● **Goal**
Shift every coordinate up by 143 in the part of the records that opens with the line containing "Find the beige" and closes with the last line of the records. Write out only that part, keeping all of its lines and adding 143 to both numbers of each coordinate pair.

● **Given entries**
** start **

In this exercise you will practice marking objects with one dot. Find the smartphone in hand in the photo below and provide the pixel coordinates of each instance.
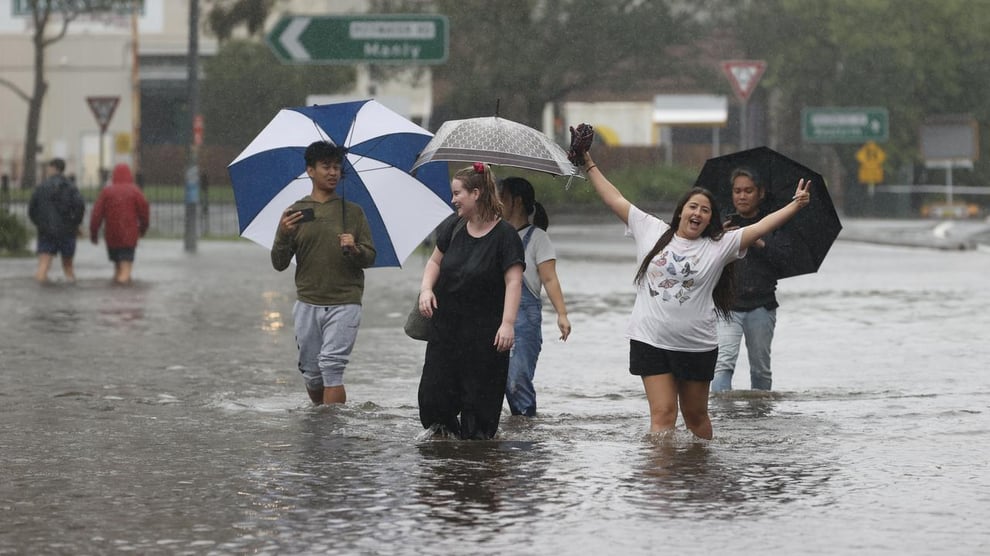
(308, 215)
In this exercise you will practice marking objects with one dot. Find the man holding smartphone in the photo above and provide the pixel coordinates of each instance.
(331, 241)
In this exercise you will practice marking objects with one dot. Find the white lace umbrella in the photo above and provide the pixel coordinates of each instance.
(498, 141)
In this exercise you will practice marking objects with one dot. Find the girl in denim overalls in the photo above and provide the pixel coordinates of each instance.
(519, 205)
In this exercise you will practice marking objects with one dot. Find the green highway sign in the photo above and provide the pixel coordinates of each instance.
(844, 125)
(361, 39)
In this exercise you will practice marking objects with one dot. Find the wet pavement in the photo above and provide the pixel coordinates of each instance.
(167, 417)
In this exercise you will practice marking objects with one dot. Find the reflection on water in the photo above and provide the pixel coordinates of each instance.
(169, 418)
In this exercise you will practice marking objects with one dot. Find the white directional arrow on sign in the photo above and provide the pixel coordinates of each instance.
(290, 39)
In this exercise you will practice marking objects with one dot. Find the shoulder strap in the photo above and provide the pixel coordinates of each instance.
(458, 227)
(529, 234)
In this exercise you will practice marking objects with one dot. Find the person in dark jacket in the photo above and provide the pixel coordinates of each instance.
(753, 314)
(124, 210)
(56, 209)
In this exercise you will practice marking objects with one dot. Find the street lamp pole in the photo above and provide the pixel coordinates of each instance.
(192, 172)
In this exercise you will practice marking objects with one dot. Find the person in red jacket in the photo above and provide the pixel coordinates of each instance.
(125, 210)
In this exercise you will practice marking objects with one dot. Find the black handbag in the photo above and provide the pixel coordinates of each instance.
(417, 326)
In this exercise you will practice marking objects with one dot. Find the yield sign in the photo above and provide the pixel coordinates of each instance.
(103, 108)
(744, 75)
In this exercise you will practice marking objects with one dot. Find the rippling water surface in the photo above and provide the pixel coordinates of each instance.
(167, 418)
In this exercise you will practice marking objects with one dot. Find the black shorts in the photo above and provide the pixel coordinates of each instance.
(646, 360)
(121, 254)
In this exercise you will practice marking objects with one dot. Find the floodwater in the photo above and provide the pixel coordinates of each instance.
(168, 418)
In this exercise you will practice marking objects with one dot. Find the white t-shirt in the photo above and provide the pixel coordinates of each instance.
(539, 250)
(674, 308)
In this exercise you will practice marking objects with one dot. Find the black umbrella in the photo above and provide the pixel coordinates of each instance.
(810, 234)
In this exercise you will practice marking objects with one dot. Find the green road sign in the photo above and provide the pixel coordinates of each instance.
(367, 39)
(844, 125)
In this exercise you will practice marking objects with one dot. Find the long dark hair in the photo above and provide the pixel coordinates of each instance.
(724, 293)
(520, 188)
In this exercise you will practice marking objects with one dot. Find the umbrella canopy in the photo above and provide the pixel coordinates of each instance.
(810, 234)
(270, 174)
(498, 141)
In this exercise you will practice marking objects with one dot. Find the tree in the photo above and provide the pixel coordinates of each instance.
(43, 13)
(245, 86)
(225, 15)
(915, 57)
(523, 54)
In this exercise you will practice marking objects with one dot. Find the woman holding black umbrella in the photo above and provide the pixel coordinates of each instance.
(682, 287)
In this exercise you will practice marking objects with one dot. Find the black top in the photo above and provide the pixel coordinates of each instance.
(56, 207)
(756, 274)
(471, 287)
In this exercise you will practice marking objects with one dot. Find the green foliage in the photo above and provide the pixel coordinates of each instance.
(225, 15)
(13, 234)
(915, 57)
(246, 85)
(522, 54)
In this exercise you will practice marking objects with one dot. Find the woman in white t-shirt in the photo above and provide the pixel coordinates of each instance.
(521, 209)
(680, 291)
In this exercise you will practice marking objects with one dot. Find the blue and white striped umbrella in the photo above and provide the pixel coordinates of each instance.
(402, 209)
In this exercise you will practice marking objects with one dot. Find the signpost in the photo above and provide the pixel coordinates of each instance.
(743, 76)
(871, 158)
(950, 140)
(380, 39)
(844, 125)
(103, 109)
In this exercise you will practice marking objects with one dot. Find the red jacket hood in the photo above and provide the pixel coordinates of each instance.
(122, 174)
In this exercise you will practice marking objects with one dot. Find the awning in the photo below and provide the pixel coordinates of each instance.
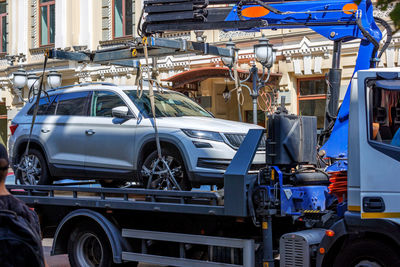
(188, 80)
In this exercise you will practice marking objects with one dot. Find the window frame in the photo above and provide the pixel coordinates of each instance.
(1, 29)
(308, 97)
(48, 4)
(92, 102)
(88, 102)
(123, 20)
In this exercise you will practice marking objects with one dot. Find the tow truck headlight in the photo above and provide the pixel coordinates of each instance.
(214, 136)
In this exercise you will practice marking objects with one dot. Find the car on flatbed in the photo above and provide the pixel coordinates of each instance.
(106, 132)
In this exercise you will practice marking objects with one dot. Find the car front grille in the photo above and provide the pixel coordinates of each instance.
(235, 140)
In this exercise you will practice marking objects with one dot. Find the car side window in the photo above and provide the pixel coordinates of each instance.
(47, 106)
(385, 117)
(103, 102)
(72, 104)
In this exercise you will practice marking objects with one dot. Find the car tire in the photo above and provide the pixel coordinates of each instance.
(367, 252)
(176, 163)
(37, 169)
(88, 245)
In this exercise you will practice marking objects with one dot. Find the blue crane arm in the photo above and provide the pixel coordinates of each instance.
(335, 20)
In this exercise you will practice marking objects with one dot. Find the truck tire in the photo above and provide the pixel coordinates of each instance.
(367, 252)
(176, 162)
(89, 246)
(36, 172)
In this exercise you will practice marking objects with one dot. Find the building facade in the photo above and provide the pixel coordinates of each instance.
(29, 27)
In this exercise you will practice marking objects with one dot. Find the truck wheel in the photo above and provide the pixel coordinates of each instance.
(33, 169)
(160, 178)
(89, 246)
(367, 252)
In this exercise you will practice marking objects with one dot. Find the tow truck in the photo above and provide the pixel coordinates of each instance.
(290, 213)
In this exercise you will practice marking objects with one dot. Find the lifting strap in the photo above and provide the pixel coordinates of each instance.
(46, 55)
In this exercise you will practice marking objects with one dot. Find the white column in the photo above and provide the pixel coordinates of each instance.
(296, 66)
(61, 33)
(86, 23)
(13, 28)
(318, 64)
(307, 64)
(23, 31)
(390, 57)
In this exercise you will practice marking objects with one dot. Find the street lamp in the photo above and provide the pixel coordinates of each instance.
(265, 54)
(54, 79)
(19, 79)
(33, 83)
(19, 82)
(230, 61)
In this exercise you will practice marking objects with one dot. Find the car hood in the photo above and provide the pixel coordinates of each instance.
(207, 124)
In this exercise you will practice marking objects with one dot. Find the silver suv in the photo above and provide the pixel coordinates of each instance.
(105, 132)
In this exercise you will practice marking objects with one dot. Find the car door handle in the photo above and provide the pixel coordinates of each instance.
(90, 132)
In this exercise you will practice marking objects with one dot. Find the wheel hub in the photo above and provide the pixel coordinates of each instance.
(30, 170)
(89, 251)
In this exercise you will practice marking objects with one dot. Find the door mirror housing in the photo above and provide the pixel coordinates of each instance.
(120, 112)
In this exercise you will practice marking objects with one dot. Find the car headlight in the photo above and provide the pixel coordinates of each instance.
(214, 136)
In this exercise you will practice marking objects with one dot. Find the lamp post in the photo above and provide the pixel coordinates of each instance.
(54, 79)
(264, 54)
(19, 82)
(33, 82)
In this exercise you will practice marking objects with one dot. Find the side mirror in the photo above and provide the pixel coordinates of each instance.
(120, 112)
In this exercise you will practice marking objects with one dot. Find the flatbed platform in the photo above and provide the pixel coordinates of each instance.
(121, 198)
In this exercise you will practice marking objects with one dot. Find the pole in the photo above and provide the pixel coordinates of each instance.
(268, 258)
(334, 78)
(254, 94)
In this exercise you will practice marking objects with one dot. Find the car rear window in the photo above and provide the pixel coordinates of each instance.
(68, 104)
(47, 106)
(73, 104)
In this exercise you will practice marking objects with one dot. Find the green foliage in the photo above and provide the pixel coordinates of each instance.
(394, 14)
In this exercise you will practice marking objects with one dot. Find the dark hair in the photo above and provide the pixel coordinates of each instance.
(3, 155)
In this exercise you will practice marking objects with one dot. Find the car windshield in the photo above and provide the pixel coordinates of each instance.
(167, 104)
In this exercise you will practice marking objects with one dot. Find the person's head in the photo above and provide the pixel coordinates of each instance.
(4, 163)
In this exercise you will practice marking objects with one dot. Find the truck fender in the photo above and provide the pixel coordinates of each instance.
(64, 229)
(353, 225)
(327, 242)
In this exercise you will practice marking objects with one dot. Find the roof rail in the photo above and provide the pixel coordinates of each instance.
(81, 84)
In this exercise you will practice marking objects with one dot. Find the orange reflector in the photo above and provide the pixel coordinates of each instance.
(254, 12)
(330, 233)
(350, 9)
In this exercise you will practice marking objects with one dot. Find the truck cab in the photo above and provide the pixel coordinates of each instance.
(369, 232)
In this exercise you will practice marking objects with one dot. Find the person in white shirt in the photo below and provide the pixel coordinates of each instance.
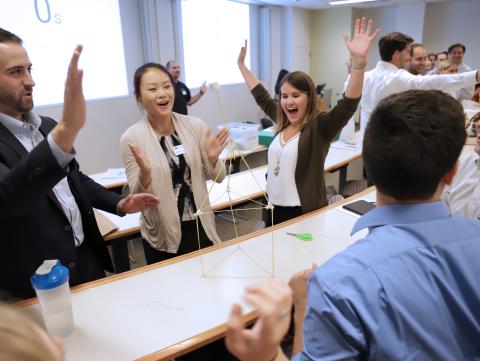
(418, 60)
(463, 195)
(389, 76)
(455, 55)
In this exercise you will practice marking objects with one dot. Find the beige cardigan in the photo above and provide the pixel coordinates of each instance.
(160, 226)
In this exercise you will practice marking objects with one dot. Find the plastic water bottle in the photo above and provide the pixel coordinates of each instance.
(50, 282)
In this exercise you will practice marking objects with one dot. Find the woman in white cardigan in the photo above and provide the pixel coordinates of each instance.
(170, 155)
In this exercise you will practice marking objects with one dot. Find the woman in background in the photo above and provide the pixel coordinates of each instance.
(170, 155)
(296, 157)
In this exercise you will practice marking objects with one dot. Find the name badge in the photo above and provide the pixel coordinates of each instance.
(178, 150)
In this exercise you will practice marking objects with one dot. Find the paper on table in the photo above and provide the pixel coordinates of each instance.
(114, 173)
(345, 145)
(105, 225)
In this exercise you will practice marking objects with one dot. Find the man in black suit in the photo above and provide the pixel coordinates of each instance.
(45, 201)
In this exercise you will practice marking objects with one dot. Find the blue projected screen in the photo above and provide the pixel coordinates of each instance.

** end **

● **Final result**
In this exercise you will practice marking objects with one dot. Find the beige cardigan in the photo above and provide the pixel coordinates of each instance.
(303, 369)
In this exercise you will practice marking objects with one dot. Find the plastic water bottle in the photo above and provide the pixel coordinates of each instance.
(193, 425)
In this exercise you will practice marking objects with one dot. Find the woman in white cardigan in the photo above and provide the pixel coordinates of each instance.
(313, 298)
In this exercise you will practice marking objects with one dot. Find the woman in background in the photo above and provide the pixel coordinates of each instance.
(313, 298)
(439, 300)
In this exercise you will practice marking objects with one dot. Find the name badge in the photo above and provide the pixel coordinates of each instance.
(321, 293)
In this exercise you will practice marking objects with one dot. Find the paper on table in the photo above and provide the pixel coordinates of each instance.
(257, 316)
(488, 288)
(248, 368)
In this exercise you will practice marking objects with one dot. Find the man in black suit in the photo above and provide the pixel coordinates of each instance.
(188, 344)
In this exercise you will practice marking objects with one dot. Find the blue projected screen in the photo above and provide the pixel coordinates of each instance.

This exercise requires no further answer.